Selected excerpt ▸

Then a few years ago, I moved to Appalachia, one of the most stereotyped regions in the nation (if not the most stereotyped region in America) and was pleasantly surprised to discover that it’s not entirely filled with opioid addicts and moonshine makers. So when I first heard about JD Vance’s “Hillbilly Elegy,” his memoir of growing up with “Appalachian values,” I was eager to read it. The reviews were spectacular.

From Jeffrey’s Fleishman’s review in the  LA Times:

“Vance’s unapologetic autobiography, “Hillbilly Elegy: A Memoir of a Family and Culture in Crisis,” is a poem to the hills and hollers of his childhood where a blue-collar sentiment often blames government and big business for poverty, addiction, violence and families in disarray.”

From Jennifer Senior’s review in the New York Times:

“Economic insecurity, [Vance is] convinced, accounts for only a small part of his community’s problems; the much larger issue is hillbilly culture itself. Though proud of it in many ways, he’s also convinced that it “increasingly encourages social decay instead of counteracting it.”

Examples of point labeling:
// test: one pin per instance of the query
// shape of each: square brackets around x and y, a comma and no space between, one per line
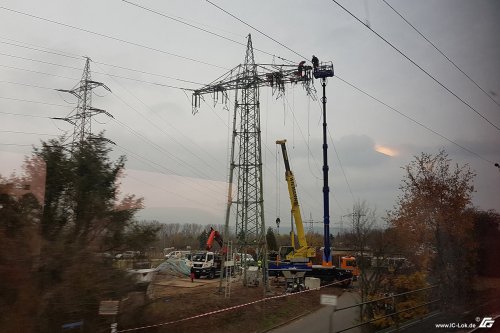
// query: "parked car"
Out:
[128,255]
[177,254]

Jobs ▸
- 1) Copy the point labeling listing above word for word, every line of it, leaving out the pictures.
- 2) Proceed with the piece on reviews of "Hillbilly Elegy," picking up after its last sentence.

Exercise responses ▸
- 1)
// test: one pin per instance of the query
// shape of each: square brackets around x and y, a comma and no space between, one per line
// query: "parked car"
Out:
[128,255]
[177,254]

- 2)
From Joshua Rothman’s review in the New Yorker:

“Much of the personal story Vance tells in ‘Hillbilly Elegy’ revolves around his slow and painful divorce from ‘hillbilly culture.’ Hillbillies, he writes, are proud of their ‘loyalty, honor, and toughness’; of their fierce, unpretentious patriotism; of their work ethic, their tight-knit families, and the decisiveness with which they administer ‘hillbilly justice.'”

Then I read the book.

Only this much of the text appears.